A.J. talks with the crews at their units during a break in their busy day. 

Deputized by the Sacramento County Department of Public Health as critically needed medical caregivers under a special emergency disaster declaration that affords the new program with legal exemption for the staff’s medical activities, the four Community Care Response Units are staffed by firefighter/paramedics, physicians, nurse practitioners and physician assistants who are volunteering their time to the program.  

Podcast: Skilled Nursing Facilities and the Pandemic

The five fire agencies involved include:

  1. Sacramento Metropolitan (Metro) Fire District
  2. Sacramento City Fire Department
  3. Folsom Fire Department
  4. Sacramento Airport Fire Department
  5. Cosumnes Fire Department

These five fire agencies and the Sacramento Regional Fire Emergency Communications Center serve 1.6 million citizens with over 220,000 calls for service annually. 

Since the program went into service on April 1st, it has impacted close to 300 patients during a 9 a.m.-5 p.m. workday Monday through Friday — focusing almost 100% on Skilled Nursing Facilities (SNFs), Assisted Living Facilities (ALFs), and Memory Care Units that have been shown to be Hotspots for COVID-19 infection. 

To date, the program’s testing has shown that close to 25% of patients that were asymptomatic, but tested, have been shown to be COVID-19 positive.

________________________________________

### What you have to do:
Could you copy the passage about the Sacramento Community Care Response Units word for word, between "The five fire" and "for COVID-19 infection.", inclusive?

### Provided material:

________________________________________

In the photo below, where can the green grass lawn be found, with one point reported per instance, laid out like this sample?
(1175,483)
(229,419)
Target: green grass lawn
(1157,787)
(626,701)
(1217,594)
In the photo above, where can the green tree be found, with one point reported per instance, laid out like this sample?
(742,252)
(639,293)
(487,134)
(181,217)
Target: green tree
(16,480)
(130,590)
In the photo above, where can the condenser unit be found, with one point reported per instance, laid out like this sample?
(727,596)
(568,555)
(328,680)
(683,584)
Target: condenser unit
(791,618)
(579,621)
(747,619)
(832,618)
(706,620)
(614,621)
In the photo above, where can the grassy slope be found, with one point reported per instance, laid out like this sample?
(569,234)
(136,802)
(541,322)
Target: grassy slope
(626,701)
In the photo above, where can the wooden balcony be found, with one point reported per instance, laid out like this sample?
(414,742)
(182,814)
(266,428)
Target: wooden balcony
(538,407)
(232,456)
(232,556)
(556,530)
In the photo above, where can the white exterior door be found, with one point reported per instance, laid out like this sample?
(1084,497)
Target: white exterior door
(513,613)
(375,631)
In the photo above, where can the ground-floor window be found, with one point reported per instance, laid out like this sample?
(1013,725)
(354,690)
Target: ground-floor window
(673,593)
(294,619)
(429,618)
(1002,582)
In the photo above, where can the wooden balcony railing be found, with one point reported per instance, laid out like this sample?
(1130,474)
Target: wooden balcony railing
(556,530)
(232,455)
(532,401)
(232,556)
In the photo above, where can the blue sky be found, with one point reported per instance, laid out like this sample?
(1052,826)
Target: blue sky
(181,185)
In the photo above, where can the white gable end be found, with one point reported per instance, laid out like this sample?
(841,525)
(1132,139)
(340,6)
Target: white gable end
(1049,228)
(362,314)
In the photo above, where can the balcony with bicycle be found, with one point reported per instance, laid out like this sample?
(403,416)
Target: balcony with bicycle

________________________________________

### Your response:
The five fire agencies involved include:

  1. Sacramento Metropolitan (Metro) Fire District
  2. Sacramento City Fire Department
  3. Folsom Fire Department
  4. Sacramento Airport Fire Department
  5. Cosumnes Fire Department

These five fire agencies and the Sacramento Regional Fire Emergency Communications Center serve 1.6 million citizens with over 220,000 calls for service annually. 

Since the program went into service on April 1st, it has impacted close to 300 patients during a 9 a.m.-5 p.m. workday Monday through Friday — focusing almost 100% on Skilled Nursing Facilities (SNFs), Assisted Living Facilities (ALFs), and Memory Care Units that have been shown to be Hotspots for COVID-19 infection.